● **REQUIRED TASK**:
Select every line in the entries below that contains the word "fringe", and reproduce each such line in full.

● **EXCERPTED DATA**:
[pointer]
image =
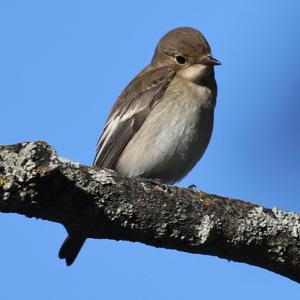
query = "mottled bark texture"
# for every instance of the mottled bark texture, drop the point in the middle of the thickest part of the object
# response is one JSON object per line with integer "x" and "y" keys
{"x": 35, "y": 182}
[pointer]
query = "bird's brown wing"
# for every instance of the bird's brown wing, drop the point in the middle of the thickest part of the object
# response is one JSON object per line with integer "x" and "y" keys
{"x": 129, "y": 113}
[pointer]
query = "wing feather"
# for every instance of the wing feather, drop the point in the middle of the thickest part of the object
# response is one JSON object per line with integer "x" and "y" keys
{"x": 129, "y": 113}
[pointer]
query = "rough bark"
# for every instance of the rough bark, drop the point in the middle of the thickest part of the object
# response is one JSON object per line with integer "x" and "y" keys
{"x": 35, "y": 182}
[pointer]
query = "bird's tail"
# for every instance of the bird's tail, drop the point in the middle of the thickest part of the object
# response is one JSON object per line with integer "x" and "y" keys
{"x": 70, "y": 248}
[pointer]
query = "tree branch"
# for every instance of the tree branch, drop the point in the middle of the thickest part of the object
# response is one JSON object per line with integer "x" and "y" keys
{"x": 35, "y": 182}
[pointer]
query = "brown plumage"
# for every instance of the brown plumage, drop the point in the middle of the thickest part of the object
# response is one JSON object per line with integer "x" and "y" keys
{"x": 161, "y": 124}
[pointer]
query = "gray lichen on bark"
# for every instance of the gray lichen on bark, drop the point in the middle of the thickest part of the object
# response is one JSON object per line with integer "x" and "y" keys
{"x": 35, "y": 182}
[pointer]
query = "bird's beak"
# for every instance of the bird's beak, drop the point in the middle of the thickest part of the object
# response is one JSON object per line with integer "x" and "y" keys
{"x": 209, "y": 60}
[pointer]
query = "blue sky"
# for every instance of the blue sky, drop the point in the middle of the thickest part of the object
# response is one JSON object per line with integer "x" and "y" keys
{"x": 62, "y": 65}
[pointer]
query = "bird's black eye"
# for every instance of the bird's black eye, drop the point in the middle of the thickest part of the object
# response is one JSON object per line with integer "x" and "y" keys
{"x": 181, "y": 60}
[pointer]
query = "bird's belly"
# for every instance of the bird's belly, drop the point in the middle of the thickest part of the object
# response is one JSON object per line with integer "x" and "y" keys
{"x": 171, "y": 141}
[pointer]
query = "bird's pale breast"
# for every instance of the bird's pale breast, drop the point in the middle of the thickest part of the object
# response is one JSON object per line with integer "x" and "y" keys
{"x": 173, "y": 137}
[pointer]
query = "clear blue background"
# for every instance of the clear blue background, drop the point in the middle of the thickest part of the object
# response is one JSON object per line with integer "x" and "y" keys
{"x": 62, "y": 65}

...

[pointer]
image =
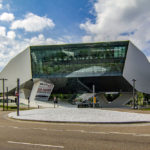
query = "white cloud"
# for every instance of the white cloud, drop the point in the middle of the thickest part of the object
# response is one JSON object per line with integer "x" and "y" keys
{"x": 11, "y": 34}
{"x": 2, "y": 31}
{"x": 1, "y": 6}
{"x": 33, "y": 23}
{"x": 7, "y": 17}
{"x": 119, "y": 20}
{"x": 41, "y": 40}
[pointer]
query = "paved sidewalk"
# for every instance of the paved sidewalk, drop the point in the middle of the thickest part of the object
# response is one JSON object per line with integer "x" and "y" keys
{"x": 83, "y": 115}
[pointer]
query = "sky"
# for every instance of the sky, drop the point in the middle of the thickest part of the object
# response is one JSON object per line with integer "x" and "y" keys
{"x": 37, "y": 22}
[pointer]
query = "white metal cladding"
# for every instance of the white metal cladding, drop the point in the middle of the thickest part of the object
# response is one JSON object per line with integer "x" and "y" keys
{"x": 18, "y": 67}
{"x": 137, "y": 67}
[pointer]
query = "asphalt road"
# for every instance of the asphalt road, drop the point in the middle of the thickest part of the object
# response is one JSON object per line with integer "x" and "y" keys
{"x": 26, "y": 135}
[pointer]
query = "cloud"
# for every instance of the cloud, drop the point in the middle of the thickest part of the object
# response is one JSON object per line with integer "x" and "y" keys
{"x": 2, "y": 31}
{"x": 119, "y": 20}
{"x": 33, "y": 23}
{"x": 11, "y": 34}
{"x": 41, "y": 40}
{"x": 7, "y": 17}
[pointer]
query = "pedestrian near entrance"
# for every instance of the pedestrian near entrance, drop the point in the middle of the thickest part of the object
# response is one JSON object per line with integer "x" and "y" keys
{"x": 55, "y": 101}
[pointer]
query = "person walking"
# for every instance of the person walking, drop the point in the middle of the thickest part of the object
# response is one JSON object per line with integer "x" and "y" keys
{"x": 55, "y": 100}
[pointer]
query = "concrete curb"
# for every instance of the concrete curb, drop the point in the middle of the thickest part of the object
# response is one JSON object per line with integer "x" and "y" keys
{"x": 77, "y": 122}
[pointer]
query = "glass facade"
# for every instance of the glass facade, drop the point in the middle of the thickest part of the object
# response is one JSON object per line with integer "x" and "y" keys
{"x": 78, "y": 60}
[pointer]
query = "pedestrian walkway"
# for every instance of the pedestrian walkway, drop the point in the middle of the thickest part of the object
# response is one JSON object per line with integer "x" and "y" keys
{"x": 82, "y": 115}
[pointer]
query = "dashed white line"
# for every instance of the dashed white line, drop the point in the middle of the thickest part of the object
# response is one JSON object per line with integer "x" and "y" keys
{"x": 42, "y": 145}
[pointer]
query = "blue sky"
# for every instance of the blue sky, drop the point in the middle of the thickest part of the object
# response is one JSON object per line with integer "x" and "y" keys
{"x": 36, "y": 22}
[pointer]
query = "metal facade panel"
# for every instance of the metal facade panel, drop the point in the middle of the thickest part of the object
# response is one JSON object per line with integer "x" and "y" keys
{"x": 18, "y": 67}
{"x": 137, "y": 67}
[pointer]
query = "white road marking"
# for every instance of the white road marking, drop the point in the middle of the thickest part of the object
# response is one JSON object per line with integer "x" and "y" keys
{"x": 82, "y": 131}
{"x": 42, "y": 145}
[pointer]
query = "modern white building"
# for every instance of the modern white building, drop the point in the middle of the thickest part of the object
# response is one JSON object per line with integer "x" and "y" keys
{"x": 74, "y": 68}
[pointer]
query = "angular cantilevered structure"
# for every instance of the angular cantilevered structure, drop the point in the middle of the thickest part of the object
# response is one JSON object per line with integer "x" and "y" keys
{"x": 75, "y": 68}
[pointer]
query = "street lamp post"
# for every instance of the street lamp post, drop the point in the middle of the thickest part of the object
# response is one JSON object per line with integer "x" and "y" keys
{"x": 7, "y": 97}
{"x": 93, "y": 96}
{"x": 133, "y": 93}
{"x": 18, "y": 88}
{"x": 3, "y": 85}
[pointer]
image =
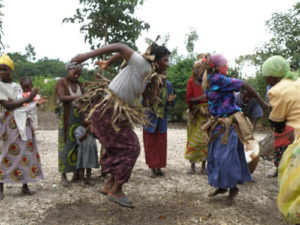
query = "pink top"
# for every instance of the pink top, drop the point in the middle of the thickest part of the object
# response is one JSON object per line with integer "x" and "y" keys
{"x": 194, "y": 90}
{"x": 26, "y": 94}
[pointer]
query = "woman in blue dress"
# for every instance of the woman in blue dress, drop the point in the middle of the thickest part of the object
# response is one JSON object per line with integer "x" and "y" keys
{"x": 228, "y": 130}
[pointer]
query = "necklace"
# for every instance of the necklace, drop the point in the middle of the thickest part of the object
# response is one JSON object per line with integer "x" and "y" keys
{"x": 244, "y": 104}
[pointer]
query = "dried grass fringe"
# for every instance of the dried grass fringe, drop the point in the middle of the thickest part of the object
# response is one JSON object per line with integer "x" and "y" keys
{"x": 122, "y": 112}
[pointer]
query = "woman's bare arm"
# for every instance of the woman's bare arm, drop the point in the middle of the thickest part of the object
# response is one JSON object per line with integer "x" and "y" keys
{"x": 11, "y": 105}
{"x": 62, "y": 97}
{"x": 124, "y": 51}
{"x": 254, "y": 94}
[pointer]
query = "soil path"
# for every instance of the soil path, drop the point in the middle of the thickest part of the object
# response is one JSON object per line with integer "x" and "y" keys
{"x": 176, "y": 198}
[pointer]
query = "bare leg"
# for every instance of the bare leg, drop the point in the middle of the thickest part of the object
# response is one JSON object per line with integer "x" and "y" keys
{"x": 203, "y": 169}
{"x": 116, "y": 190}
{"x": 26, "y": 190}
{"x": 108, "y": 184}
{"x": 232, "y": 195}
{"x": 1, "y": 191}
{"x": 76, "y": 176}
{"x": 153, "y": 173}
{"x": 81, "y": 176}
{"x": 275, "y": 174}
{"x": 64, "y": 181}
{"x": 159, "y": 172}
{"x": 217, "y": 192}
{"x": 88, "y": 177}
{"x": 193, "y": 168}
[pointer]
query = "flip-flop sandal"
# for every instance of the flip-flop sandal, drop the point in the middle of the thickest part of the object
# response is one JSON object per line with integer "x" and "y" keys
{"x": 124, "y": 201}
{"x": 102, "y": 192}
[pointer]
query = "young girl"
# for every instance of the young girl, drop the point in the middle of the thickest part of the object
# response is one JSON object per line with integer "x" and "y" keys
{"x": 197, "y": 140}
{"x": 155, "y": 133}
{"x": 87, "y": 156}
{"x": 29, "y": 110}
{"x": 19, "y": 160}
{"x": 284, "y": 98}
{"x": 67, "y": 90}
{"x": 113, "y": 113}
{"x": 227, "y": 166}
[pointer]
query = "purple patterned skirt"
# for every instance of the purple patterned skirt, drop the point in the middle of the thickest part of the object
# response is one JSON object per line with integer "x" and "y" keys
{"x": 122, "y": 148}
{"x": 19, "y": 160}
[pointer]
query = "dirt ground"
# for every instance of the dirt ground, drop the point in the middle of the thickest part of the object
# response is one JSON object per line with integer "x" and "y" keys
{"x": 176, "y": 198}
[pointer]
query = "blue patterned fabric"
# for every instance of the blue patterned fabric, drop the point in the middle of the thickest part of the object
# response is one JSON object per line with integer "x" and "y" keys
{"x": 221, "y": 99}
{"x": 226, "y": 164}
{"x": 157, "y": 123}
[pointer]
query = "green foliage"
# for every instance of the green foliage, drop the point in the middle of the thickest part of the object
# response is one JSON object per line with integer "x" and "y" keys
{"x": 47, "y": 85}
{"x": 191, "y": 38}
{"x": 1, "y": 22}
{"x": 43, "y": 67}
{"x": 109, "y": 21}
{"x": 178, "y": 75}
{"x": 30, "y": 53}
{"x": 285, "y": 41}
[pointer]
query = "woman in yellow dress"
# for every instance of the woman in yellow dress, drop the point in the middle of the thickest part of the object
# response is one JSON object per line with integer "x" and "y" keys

● **FINISHED TASK**:
query = "dried grass fringe"
# for every instance of the dried grass fringe, drop the point in the middle of the thickest part of the object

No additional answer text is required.